Die Umweltbehörde hat in ihrer Antwort die Rechtsauffassung der Neuen Liberalen bestätigt, dass in Hamburg bei der Lärmaktionsplanung auch Straßen zu kartieren sind, auf denen weniger als drei Millionen Fahrzeuge pro Jahr fahren, wenn diese erheblichen Umgebungslärm hervorrufen.
In vielen großen Städten sei die Verkehrspolitik weiter als in Hamburg, kritisiert Isabel Wiest den Senat. Die Neuen Liberalen fordern flächendeckend Tempo 30 in Harburg, mit Ausnahme einiger Hauptverkehrsadern. Nachtfahrverbote für Lkw und Tonnagebeschränkungen könnten den Verkehr so steuern, dass Wohngebiete nicht belastet und als Schleichwege missbraucht würden.
Können Dialogdisplays das Problem dauerhaft lösen?
Deutlich mehr als bisher könnte der Senat mit Hilfe von Dialogdisplays an die Autofahrer daran erinnern, Rücksicht zu nehmen und vom Gas zu gehen. Isabel Wiest ist von der Wirksamkeit des Appells an die Einsicht überzeugt. „Die niedersächsischen Gemeinden im Umland Hamburgs machen das bereits hervorragend“, sagt sie. Geht es nach den neuen Liberalen, sollte der Senat Einsicht zeigen und den Anwohnern an den lautesten Straßenabschnitten Lärmschutzfenster finanzieren. „Es ist doch ein Skandal, dass man den Rechtsweg bestreiten muss, um nachts schlafen zu können“, sagt Kay Wolkau.
Was ist laut?
Lärm ist Schall, der stört oder schädigt. Was Menschen als Lärm empfinden, hängt von den sozialen, physischen und psychologischen Faktoren ab. Manche empfinden Geräusche, die von spielenden Kindern verursacht werden, als Lärm, andere überhaupt nicht.
Kurt Tucholsky schrieb: „Der eigene Hund macht keinen Lärm – er bellt nur.“
Eine Lärmabnahme pro Meter gibt es nicht, Korrekt heißt es: Die Schallpegelabnahme ist sechs Dezibel pro Abstandsverdopplung.
95 dBA kommt lautem Schreien aus einem Meter Entfernung gleich, 70 dBA der Lautstärke eines Staubsaugers oder eines Haartrockners aus einem Meter Entfernung.

(Einträge zur Ortsbeschriftung)
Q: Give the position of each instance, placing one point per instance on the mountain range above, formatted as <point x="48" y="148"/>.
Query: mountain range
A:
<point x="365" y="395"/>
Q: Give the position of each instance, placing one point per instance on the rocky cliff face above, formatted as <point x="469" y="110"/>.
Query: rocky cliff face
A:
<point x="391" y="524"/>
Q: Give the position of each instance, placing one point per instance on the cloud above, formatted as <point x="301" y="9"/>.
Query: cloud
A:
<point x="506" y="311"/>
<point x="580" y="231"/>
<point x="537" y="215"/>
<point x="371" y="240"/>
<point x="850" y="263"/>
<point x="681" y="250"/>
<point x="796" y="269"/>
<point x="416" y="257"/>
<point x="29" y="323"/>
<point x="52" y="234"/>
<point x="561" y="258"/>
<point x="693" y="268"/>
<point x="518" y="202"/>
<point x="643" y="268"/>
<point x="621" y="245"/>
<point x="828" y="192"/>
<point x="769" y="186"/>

--

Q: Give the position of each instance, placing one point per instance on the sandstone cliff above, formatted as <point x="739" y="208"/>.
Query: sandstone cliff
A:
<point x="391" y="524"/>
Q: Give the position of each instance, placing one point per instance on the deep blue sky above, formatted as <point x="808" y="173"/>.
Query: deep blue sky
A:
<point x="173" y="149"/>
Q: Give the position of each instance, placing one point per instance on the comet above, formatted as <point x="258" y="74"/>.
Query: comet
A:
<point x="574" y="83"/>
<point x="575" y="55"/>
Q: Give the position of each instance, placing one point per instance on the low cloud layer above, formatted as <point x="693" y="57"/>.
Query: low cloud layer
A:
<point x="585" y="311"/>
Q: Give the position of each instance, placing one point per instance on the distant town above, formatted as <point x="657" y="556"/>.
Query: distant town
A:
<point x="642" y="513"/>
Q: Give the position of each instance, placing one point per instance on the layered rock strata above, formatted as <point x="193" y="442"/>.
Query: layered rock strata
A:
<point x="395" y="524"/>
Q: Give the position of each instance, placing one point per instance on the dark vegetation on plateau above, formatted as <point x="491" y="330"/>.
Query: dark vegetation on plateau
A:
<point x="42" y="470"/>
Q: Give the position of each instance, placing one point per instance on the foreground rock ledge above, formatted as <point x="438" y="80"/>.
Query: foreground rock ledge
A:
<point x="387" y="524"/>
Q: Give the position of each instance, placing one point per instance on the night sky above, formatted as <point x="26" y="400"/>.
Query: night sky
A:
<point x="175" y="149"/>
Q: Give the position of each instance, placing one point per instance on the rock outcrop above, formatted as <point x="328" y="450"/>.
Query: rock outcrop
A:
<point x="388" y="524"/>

AUFGABENSTELLUNG »
Schreiben Sie aus dem Text über Verkehrslärm in Hamburg den Abschnitt wortgetreu ab, der bei „Kurt Tucholsky schrieb: „Der“ beginnt und mit „einem Meter Entfernung.“ endet. Die Einträge spielen hierfür keine Rolle.

LÖSUNG »
Kurt Tucholsky schrieb: „Der eigene Hund macht keinen Lärm – er bellt nur.“
Eine Lärmabnahme pro Meter gibt es nicht, Korrekt heißt es: Die Schallpegelabnahme ist sechs Dezibel pro Abstandsverdopplung.
95 dBA kommt lautem Schreien aus einem Meter Entfernung gleich, 70 dBA der Lautstärke eines Staubsaugers oder eines Haartrockners aus einem Meter Entfernung.